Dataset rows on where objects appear
= = =
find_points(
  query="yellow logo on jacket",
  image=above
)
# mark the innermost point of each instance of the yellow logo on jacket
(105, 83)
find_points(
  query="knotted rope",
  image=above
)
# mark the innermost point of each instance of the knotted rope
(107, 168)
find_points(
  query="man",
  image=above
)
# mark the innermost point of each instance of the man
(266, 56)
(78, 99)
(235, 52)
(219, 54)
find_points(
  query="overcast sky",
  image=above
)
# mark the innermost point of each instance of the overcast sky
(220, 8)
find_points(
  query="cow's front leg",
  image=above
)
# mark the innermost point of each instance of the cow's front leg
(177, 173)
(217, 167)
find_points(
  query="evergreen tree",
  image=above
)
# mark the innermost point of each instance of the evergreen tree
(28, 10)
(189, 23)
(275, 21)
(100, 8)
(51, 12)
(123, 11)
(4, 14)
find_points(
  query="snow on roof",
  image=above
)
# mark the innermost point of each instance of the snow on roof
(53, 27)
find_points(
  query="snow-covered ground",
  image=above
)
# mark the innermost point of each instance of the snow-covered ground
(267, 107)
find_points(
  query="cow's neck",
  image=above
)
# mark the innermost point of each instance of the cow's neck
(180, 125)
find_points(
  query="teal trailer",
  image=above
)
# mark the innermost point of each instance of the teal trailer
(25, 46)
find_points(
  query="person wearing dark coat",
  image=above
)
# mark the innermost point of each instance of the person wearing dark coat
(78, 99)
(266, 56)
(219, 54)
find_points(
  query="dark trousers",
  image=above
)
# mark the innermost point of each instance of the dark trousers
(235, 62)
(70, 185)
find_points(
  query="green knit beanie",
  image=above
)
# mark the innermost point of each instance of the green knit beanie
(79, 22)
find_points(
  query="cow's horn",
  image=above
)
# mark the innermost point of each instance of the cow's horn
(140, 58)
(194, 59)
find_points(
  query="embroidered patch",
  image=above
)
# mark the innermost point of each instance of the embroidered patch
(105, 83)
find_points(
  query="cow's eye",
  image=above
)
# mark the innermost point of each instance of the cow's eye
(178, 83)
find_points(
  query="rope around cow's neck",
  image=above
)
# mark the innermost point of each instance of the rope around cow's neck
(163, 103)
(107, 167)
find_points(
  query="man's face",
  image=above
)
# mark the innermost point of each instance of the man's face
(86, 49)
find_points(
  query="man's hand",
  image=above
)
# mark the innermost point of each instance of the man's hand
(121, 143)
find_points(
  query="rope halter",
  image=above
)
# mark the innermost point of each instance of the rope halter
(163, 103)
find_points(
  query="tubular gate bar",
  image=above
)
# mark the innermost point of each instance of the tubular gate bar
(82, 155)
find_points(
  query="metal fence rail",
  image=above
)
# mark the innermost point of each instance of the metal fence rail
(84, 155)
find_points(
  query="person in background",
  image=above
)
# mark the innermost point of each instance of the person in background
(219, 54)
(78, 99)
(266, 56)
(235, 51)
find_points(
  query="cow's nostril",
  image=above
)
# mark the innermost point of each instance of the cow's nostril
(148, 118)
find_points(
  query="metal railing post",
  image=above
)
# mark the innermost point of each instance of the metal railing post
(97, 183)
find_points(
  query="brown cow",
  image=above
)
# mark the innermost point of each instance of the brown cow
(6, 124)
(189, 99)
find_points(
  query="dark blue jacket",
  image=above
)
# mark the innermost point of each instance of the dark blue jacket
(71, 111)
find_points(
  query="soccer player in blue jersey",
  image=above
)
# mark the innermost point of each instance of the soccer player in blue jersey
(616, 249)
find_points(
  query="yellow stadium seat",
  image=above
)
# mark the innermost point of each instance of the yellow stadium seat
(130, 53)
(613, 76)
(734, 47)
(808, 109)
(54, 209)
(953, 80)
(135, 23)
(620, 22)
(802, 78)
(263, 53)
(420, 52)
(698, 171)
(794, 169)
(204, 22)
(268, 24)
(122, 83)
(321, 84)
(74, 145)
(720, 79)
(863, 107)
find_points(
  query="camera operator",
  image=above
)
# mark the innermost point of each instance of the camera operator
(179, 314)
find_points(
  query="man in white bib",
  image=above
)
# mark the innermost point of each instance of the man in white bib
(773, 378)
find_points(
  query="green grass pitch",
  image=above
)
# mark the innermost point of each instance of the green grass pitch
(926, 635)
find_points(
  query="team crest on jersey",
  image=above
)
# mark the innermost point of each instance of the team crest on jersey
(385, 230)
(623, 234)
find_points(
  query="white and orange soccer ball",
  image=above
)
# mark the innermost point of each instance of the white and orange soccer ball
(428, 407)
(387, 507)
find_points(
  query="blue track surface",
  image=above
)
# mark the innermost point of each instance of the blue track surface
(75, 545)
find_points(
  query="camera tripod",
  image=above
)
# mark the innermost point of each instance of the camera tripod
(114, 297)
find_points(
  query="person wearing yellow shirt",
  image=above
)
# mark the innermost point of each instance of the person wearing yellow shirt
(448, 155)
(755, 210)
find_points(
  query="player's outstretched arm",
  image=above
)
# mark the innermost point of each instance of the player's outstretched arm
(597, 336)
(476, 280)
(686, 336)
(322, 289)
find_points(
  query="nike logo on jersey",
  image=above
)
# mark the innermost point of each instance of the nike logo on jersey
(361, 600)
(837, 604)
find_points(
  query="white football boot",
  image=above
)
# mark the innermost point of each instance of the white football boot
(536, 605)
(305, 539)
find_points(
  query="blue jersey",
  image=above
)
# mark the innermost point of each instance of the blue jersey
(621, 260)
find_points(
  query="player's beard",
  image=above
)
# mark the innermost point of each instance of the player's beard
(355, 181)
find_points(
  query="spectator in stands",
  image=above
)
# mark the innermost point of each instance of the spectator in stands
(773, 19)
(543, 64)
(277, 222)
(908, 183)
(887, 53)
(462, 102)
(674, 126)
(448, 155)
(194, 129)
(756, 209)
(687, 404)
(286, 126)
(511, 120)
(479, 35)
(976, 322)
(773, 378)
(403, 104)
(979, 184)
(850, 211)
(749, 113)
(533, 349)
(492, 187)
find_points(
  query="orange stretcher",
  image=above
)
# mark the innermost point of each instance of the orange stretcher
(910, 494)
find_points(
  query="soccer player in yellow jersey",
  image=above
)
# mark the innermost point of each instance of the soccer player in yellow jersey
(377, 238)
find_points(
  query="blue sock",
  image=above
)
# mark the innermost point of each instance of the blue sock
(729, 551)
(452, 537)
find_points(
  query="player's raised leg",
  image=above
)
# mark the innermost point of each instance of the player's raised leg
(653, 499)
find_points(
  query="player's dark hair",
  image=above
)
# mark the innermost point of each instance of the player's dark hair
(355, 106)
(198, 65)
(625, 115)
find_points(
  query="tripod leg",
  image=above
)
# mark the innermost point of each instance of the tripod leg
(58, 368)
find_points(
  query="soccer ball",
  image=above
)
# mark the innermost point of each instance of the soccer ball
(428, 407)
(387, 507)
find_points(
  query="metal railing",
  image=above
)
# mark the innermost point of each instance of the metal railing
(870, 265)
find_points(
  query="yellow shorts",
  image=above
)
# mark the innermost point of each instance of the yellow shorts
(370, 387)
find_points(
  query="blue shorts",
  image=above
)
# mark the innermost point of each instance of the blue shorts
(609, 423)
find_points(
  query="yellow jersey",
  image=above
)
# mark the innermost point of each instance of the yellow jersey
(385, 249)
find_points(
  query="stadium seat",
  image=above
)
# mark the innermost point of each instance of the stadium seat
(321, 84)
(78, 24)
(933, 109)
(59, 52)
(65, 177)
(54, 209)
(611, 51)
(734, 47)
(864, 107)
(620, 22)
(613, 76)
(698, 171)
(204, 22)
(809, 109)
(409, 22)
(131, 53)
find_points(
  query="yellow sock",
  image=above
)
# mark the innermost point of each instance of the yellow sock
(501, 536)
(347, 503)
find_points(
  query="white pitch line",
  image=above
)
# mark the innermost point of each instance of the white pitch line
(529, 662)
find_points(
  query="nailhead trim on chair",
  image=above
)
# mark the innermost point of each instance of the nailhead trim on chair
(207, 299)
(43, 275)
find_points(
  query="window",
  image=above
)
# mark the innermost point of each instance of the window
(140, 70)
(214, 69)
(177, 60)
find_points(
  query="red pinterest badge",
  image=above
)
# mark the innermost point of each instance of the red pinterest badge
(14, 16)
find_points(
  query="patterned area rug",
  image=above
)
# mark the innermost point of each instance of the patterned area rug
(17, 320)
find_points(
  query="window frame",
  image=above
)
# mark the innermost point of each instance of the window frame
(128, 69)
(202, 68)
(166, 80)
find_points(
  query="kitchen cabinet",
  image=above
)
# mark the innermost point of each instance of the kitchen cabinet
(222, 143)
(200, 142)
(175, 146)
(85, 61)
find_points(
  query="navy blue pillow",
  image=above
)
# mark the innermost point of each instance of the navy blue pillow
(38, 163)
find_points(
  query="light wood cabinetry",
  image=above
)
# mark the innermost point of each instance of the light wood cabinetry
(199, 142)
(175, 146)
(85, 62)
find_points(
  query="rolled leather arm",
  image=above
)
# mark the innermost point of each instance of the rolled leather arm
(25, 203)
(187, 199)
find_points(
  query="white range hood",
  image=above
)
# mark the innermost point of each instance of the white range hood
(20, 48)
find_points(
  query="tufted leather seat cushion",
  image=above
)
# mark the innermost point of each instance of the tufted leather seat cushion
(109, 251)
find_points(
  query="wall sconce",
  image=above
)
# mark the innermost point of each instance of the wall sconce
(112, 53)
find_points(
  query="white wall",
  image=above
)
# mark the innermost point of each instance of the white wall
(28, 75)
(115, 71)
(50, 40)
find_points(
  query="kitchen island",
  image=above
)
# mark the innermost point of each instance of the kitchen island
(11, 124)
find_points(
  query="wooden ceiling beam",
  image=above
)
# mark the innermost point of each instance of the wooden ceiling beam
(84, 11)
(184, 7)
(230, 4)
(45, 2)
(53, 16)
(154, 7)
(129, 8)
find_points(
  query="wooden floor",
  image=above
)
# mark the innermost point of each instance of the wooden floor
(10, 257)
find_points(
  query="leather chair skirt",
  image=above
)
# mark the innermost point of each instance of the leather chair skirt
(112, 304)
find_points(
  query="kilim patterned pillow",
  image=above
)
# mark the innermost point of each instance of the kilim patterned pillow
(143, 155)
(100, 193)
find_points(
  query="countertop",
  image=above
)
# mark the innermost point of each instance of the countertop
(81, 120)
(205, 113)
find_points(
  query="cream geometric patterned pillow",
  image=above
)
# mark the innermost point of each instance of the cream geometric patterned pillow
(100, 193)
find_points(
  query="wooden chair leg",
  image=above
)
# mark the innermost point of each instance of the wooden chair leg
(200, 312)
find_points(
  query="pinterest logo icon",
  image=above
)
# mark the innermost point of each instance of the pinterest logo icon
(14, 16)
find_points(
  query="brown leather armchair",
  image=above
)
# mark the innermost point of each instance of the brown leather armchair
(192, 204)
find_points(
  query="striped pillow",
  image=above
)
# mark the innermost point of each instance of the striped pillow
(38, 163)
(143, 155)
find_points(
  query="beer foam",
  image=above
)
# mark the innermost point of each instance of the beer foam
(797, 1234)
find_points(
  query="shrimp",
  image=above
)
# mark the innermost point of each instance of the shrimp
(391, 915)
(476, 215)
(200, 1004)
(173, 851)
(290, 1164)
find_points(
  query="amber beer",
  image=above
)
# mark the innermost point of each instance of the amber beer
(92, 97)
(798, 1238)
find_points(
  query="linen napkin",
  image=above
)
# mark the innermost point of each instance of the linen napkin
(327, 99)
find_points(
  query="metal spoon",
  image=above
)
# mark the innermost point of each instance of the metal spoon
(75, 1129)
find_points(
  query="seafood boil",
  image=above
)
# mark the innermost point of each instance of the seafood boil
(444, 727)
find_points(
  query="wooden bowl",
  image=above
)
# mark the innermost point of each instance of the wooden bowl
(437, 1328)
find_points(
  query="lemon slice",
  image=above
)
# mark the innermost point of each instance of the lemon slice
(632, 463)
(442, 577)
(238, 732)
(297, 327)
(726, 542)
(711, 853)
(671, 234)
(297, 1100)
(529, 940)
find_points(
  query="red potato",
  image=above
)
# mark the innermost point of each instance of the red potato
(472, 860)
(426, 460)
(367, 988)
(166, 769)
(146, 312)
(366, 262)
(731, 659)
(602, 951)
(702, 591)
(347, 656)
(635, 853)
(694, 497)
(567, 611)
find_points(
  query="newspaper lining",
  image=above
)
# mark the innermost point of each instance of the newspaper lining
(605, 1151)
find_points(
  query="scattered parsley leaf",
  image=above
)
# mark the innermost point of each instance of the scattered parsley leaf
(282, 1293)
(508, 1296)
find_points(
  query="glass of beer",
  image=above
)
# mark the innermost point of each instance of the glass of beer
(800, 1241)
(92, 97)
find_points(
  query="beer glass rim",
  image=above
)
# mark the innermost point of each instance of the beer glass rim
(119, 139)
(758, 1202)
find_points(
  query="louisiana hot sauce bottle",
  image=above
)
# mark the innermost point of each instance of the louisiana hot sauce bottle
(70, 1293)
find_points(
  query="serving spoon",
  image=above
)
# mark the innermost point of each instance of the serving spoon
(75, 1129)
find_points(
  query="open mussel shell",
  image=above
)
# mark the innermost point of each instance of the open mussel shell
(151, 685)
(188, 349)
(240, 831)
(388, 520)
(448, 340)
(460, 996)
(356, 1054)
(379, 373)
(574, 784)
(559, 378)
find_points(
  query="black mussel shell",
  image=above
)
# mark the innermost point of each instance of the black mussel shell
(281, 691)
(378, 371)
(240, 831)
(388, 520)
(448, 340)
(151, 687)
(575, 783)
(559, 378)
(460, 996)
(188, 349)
= = =
→ **Required work**: From the listing above, list every line that contains the string "cabinetry". Case counts.

→ **Right answer**:
  query="light wood cabinetry",
# mark the innermost point of each instance of the light wood cabinetry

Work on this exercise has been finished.